■ **Exercise details**: Provide the records once more, identical to the original.

■ **Rows**:
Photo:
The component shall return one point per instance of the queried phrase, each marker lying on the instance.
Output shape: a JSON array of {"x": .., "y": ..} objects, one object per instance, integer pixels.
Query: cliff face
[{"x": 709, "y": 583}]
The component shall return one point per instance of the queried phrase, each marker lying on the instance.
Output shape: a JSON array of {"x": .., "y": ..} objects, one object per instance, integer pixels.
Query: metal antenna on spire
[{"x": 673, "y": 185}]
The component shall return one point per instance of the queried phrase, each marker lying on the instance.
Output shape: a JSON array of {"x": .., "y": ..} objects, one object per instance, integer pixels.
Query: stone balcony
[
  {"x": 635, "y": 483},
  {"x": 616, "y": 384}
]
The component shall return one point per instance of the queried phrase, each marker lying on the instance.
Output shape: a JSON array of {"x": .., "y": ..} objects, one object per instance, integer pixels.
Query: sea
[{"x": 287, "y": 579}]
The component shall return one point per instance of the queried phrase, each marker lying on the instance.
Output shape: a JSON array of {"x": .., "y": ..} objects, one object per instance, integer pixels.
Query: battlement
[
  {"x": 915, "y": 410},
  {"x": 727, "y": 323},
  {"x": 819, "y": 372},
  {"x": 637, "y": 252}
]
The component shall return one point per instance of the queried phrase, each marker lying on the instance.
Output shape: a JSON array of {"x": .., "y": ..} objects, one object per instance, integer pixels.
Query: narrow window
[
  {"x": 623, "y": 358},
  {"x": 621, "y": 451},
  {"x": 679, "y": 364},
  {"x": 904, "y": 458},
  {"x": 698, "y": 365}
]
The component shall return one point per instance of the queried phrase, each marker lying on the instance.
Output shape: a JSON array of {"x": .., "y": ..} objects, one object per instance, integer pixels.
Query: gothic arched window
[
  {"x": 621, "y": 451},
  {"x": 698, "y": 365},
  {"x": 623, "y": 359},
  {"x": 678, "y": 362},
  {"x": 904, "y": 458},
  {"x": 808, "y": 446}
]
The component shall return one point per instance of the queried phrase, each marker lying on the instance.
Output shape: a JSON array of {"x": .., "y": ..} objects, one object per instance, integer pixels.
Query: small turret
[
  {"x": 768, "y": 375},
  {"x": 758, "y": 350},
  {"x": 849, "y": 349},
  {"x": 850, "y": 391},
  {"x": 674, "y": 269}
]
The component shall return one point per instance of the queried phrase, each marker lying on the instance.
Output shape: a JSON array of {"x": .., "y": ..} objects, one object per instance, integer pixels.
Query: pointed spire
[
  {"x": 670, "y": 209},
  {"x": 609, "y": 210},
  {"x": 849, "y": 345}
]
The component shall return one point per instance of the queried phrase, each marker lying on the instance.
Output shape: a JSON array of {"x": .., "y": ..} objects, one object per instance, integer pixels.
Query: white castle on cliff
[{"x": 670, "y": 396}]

■ **Solution**:
Photo:
The component shall return one point per instance of the queried phrase, each marker lying on the instance.
Output shape: a JSON array of {"x": .., "y": ..} objects, one object per instance, integer pixels.
Query: cliff face
[{"x": 709, "y": 583}]
The component shall return one point per instance of the queried phrase, each marker lying on the instance.
Output shape: a JSON array of {"x": .., "y": ..} objects, one object per instance, integer pixels.
Query: metal antenna on spire
[{"x": 673, "y": 185}]
The component shall return one point per instance of the queried phrase, each marker lying on the instance.
Output shape: a JSON array of {"x": .., "y": ..} objects, one object per instance, integer pixels.
Query: stone balcony
[
  {"x": 635, "y": 483},
  {"x": 616, "y": 384}
]
The component shall return one point per instance of the queried phrase, each marker lying on the instance.
Output shape: a JSON array of {"x": .., "y": ..} objects, one object per instance, integer pixels.
Query: sea
[{"x": 287, "y": 579}]
The component shall return one point per instance of the queried phrase, each marker lying on the instance.
Output shape: a JSON array of {"x": .., "y": ..} objects, one object per instance, integer pixels.
Query: battlement
[
  {"x": 915, "y": 410},
  {"x": 727, "y": 323},
  {"x": 819, "y": 372},
  {"x": 637, "y": 252}
]
The component shall return one point per instance of the queried phrase, each marker lying on the instance.
Output shape: a JSON array of {"x": .., "y": ..} objects, one object per instance, integer pixels.
Query: narrow window
[
  {"x": 623, "y": 358},
  {"x": 621, "y": 451},
  {"x": 679, "y": 364},
  {"x": 904, "y": 458},
  {"x": 698, "y": 365}
]
The component shall return one point per instance of the queried phrase, each marker lying on the instance.
Output shape: a JSON array of {"x": .., "y": ..} objects, one object per instance, integer pixels.
Query: gothic arched window
[
  {"x": 621, "y": 451},
  {"x": 698, "y": 365},
  {"x": 623, "y": 359},
  {"x": 678, "y": 362},
  {"x": 904, "y": 458},
  {"x": 808, "y": 446}
]
The component shall return one point per instance of the queried phrase, each marker lying on the instance.
Output shape: a JSON array of {"x": .., "y": ..} objects, one object per instance, integer pixels.
Query: small turret
[
  {"x": 768, "y": 375},
  {"x": 758, "y": 350},
  {"x": 849, "y": 349},
  {"x": 850, "y": 391},
  {"x": 674, "y": 269}
]
The component shall return one point per instance of the queried phrase, each marker lying on the instance.
Output shape: a JSON array of {"x": .., "y": ..} objects, one object per instance, integer pixels.
Query: pointed spire
[
  {"x": 670, "y": 209},
  {"x": 609, "y": 210},
  {"x": 849, "y": 345}
]
The component shall return one point per instance of the queried phrase, each marker lying on the instance.
Output shape: a JSON array of {"x": .., "y": ..} objects, one object per instance, integer pixels.
Query: white castle on cliff
[{"x": 670, "y": 396}]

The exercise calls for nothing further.